### [Activity]
Repeat the data exactly, every last line of it.
##### Given data #####
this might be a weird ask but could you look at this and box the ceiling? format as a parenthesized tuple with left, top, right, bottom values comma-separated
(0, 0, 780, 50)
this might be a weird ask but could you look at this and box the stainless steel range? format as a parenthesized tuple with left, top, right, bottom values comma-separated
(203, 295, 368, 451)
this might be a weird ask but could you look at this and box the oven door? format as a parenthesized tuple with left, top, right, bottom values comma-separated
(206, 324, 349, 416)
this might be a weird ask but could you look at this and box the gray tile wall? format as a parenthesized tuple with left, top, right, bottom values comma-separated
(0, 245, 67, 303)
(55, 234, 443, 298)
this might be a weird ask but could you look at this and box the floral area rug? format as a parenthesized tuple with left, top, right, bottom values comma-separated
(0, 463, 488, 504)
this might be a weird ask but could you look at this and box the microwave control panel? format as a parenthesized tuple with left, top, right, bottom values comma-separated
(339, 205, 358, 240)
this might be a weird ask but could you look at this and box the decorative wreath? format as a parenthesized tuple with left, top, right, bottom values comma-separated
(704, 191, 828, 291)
#####
### [Task response]
this might be a weird ask but could you look at this and box the ceiling? format as a parenthesized tuple with left, top, right, bottom values comma-separated
(0, 0, 780, 50)
this might be a weird ask but could you look at this and box the stainless steel range? format as a parenthesized tuple with left, top, right, bottom values comma-separated
(203, 295, 368, 451)
this might be a weird ask but could you look at this and box the oven door? format as a parenthesized tuple with left, top, right, bottom values comma-separated
(206, 324, 349, 416)
this might be a weird ask but could you look at this and box the gray tile wall? format as a parenthesized tuple with left, top, right, bottom values comma-separated
(0, 245, 67, 303)
(55, 234, 443, 298)
this might be a weird ask but could you look at this and box the floral area rug? format as a parenthesized tuple with left, top, right, bottom values comma-separated
(0, 463, 488, 504)
this might be a weird ask but could you look at this and box the microwave control panel? format as a parenthesized tuple with left, top, right, bottom values comma-separated
(339, 205, 358, 240)
this might be a weird ask but could you look at this and box the decorative wreath? format as a parenthesized tuple with left, top, right, bottom values comma-separated
(704, 191, 828, 291)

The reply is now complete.